- _Task 1_
Transcribe the part of the passage on God's rest that begins with the words containing "People think Christians" and ends with "all God’s ways.".
- _Task 2_
Carry the passage on God's rest and the passover forward from its final sentence.

#### Passage

God rests in what is “very good”, and when sin came in there could be no rest for God in anything that sin touched. The coming in of God’s beloved Son introduced that in which God could rest. Of Him He could say, “This is my beloved Son, in whom I have found my delight” (Matthew 3: 17). That blessed One went into death that sin might be dealt with and removed to the glory of God. Now He has “ascended up above all the heavens, that he might fill all things” (Ephesians 4: 10).
God’s purpose is to head up all things in Christ, and thus bring about a sabbath — a perfect rest — for Himself, and He will have His saints to enter into that rest and share it with Him.
People think Christians are narrow-minded, but it is the man of the world who is narrow-minded; he is occupied with small things which will soon pass away; but the Christian is occupied with great things which will be permanent — he looks forward to the time when Christ will fill the universe with glory, and bring in perfect rest for God. This is the great end of all God’s ways.
But now let us look at the four feasts. The passover comes first. We cannot go farther until we know the import of this feast. “Christ our Passover is sacrificed for us” (1 Corinthians 5: 7). Taking up the type of the passover I attach great importance to the words, “The blood shall be for you as a sign”. The other side is often spoken of: “When I see the blood, I will pass over you” (Exodus 12: 13). But I want to speak now of the blood as God’s great token to men.
God has provided for His own glory in the death of Christ, and the blood is the token of this. God’s will and thought is to bring men into grace and blessing, and the great token of this is the blood — that is, the death of Christ. The blood is God’s great token to men of what is in His mind; it is that by which He speaks to men in grace.

########
#### Information supplied

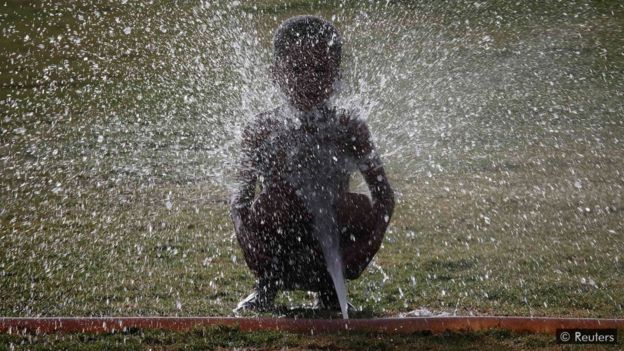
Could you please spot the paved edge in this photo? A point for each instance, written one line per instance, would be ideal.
(547, 325)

########

- _Exercise response 1_
People think Christians are narrow-minded, but it is the man of the world who is narrow-minded; he is occupied with small things which will soon pass away; but the Christian is occupied with great things which will be permanent — he looks forward to the time when Christ will fill the universe with glory, and bring in perfect rest for God. This is the great end of all God’s ways.

- _Exercise response 2_
Of what is it the token? Well, it shows me, first, that I am under death and judgment. If Christ must needs have suffered that blessing might reach me, it shows in the most solemn way that I am under death and judgment. Why should He — the holy, spotless Lamb of God — die and bear the judgment if we were not under it? Many have not peace with God because they have never learned this. Think much, my friend, of the precious blood of Christ! What you are, and what you deserve, is seen by the fact that nothing but the death of Christ could make blessing possible for you. To see this produces true repentance towards God.
[p. 127] I have heard of some missionaries who went to Greenland, and sought for a long time to bring the natives to repentance by speaking to them about their sins and pressing the claims of the law. No result was produced until one day — almost by accident, as men speak — they spoke of the death of Christ as a sacrifice for sin. This did what all their previous efforts had failed to accomplish. Many were broken down in repentance and a work of God began. It is a great thing to learn the depths of your ruin and distance from God by the death of Christ. The blood is a token to you of this. Your condition is such that only by the death of Christ could blessing reach you from God. But if the blood is a token of my state and condition as under death and judgment, it is also a token that divine love has reached me there. God has sent His Son to die and bear the judgment. Love brought Him where sin brought me; He has gone into it all and under it all for me. By this I know divine love. How blessed to have such a wonderful token!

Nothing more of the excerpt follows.